Continue the passage on protecting water resources from wildfire impacts, picking up after its last sentence.
---- Text passage
We are helping to protect water resources from the impact of wildfires

We are helping to protect water resources from the impact of wildfires

The Challenge

Increasingly extensive and severe wildfires driven by climate and land use changes are posing major challenges around the world. Amongst their impacts is the erosion of nutrient and contaminant rich wildfire ash from burned slopes into rivers and reservoirs. This can lead to water contamination affecting not only aquatic ecosystems, but also drinking water supply for major cities. One of the main challenges in tackling this problem has been the lack of tools that enable predicting and mitigating contamination events following fires.
--------
---- Raw data
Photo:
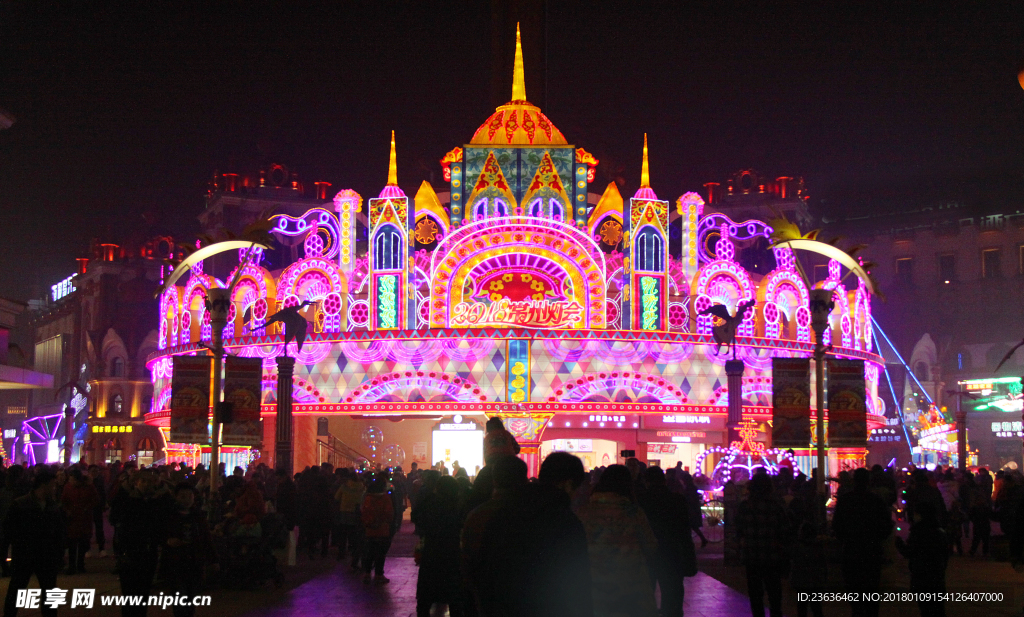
--------
__Solved problem__:
Dr Neris-Tome standing by a rocky gully

The Method

In collaboration with major water suppliers Water New South Wales (Australia) and United Utilities (UK), the Island Council of Tenerife (Spain), and colleagues at the US Forest Service and Melbourne University, Professor Stefan Doerr’s team have developed a set of tools and an end-user model that allow predicting sediment, ash and contaminants transport following actual or anticipated future wildfires. The model outputs include the identification of erosion ‘hot-spots’ in the catchments that can be treated to prevent serious erosion and prevent associated contamination events altogether.  

Mountain view

The Impact

  • In 2019/2020 wildfires burned an unprecedent large area of forest area in Australia, including much of Greater Sydney’s main domestic water supply catchments. The application of our tools supported the continuity of safe water supply to Sydney after heavy rainfall that led to extensive ash erosion into the main water supply reservoir.
  • Our model has also been applied to predict the impact of future fires to catchments deemed by United Utilities (UK) as high risk in terms of future fire impacts, supporting their wildfire risk and impact reduction measures.
  • We also developed a new erosion mitigation treatment for reducing soil and ash movement, which is already adopted as standard practice in the Canary Islands based on its superior efficacy and cost effectiveness compared to conventional emergency hillslope treatments.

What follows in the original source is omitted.